While Season 1 overflowed with pomp and circumstance as a 25-year-old Elizabeth ascended the throne in 1952, Season 2 tosses the crown jewels aside to examine the queen's relationships with her increasingly distant husband, Prince Philip (Matt Smith), and her alienated sister, Princess Margaret (Vanessa Kirby), as London gears up to swing in the early '60s.
"I think she looks around her and goes, 'Things are very different,'" Foy, 33, said without a hint of royal accent or frump, at the Greenwich Hotel in Lower Manhattan after travelling from London, where she lives with her husband, actor Stephen Campbell Moore, and their nearly 3-year-old daughter."The political landscape is changing. Her husband has become someone else. Her sister has become someone else. And she's going, 'Who am I, then?' She has a bit of an identity crisis, I think." Here are edited excerpts from the conversation.
Q. Season 2 finds the queen dealing poignantly with ageing amid the rise of rock 'n' roll in British culture.
A. The story of middle age is quite important. I just don't think that Elizabeth ever thought about the way she looked. It was never significant to her. And then it was, because people judged her. That's what she deals with in this ” that she suddenly realises she's not a spring chicken anymore.

§ **STORED ROWS**
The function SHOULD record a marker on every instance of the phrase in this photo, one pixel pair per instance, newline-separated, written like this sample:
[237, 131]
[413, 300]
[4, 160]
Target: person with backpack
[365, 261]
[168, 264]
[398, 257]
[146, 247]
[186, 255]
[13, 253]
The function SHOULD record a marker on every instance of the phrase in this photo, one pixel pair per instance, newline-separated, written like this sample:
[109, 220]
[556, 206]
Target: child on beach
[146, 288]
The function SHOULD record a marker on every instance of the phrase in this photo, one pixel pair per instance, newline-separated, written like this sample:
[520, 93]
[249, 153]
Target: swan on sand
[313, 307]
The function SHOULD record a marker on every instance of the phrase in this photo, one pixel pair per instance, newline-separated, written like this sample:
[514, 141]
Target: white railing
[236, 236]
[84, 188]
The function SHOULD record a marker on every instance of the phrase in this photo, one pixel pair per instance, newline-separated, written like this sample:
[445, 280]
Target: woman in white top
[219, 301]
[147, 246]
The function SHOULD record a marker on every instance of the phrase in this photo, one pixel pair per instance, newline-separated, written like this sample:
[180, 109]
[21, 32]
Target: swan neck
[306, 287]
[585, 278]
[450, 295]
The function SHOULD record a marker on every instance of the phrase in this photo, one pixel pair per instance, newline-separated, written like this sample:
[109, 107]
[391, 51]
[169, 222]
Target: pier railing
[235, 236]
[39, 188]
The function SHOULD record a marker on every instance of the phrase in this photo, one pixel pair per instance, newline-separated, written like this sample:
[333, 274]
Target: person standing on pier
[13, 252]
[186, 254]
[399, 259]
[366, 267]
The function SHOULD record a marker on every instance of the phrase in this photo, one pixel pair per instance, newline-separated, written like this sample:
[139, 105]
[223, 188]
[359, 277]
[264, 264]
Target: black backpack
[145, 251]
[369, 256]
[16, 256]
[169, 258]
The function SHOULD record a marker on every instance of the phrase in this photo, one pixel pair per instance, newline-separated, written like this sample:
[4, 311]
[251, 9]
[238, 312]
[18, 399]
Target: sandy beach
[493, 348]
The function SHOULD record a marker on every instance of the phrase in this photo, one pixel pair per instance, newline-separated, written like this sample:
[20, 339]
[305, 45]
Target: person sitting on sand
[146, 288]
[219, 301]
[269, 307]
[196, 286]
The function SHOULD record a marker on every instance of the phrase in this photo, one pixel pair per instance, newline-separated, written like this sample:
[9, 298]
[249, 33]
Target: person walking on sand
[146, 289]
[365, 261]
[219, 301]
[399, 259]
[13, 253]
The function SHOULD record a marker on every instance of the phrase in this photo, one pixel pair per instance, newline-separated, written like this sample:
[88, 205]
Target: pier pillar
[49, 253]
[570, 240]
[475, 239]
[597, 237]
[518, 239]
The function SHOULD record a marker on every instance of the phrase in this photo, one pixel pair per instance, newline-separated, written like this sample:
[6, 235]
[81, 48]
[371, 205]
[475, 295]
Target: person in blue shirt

§ **YOUR INSTRUCTIONS**
Extend the interview about the queen in Season 2, beginning right after its final sentence. The records play no part in what is asked here.

§ **OUTPUT OF THE TASK**
It's especially crushing when all of London, including her husband, perks up when President and Mrs Kennedy visit.
I love those episodes because there were these two couples who were seemingly completely different but shared a commonality, which is that they were the most viewed couples in the world. And they both had tensions in their marriage, and it was fascinating. But it's known that (the queen and Jacqueline Kennedy) didn't have a particularly sisterhood meeting at first. It was a bit dicey.

That voice.
We have an incredible coach, William Conacher, who is in charge of everyone's voice, which gives the show a tone. That's so integral to the character, because the way she speaks and uses her mouth and expresses herself has so much to do with her physicality. It's extraordinary how much the voice is the person and the person is the voice.

You've said that you'd now like to play someone who expresses herself.
That was tongue-in-cheek. But I would love to do something that is all about singing and dancing and just getting it out ” not for anyone else's enjoyment, but just purely for me to sit there and sing Send in the Clowns.

Are you any good?
Absolutely terrible. I can act my way through a song, but I do not have a voice of an angel.

So you won't be singing and dancing as Janet Armstrong, the wife of Neil, in Damien Chazelle's First Man?
I wish, but no, not for me anyway. It's about the moon landing and what drives people to make certain decisions and behave in certain ways.

You're following Noomi Rapace and Rooney Mara to play Lisbeth Salander in The Girl in the Spider's Web. Will there be a physical transformation?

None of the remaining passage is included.